• Data records
##############################

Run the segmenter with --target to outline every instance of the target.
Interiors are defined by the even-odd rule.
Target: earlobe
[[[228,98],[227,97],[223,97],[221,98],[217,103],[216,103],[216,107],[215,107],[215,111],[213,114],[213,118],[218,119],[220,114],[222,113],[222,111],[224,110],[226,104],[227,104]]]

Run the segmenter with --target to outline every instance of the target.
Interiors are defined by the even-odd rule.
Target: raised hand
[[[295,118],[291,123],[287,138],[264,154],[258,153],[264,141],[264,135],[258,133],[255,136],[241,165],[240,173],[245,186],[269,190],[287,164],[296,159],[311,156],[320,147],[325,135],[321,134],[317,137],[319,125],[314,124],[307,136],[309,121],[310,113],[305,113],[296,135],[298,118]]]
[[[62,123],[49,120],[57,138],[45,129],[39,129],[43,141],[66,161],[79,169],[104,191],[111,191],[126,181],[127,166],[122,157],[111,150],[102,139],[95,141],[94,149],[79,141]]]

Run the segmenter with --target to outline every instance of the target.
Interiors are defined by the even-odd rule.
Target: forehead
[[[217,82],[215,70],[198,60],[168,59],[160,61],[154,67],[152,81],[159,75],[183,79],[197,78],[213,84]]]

##############################

• To do
Write out every entry word for word.

• Written response
Run the segmenter with --target to outline every instance of the target.
Interiors are defined by the even-odd rule.
Target: earlobe
[[[228,98],[227,97],[223,97],[221,98],[217,103],[216,103],[216,107],[215,107],[215,111],[213,114],[213,118],[218,119],[220,114],[222,113],[222,111],[224,110],[226,104],[227,104]]]

Run the segmenter with --target to outline every instance of the target.
Interiors are defined by the even-odd rule.
Target: raised hand
[[[295,118],[291,123],[287,138],[264,154],[258,153],[264,141],[264,135],[258,133],[255,136],[241,165],[240,173],[245,186],[269,190],[287,164],[296,159],[311,156],[320,147],[325,135],[321,134],[317,137],[319,125],[314,124],[307,136],[309,121],[310,113],[305,113],[296,135],[298,118]]]
[[[62,123],[49,120],[57,138],[45,129],[39,129],[43,141],[66,161],[79,169],[104,191],[111,191],[126,181],[127,166],[122,157],[111,150],[102,139],[95,141],[94,149],[79,141]]]

Run the segmenter with --target to outline every instance of the target.
Interiors are defined by the even-odd rule.
Target: forehead
[[[217,82],[215,70],[198,60],[168,59],[160,61],[154,67],[152,81],[159,75],[183,79],[197,78],[213,84]]]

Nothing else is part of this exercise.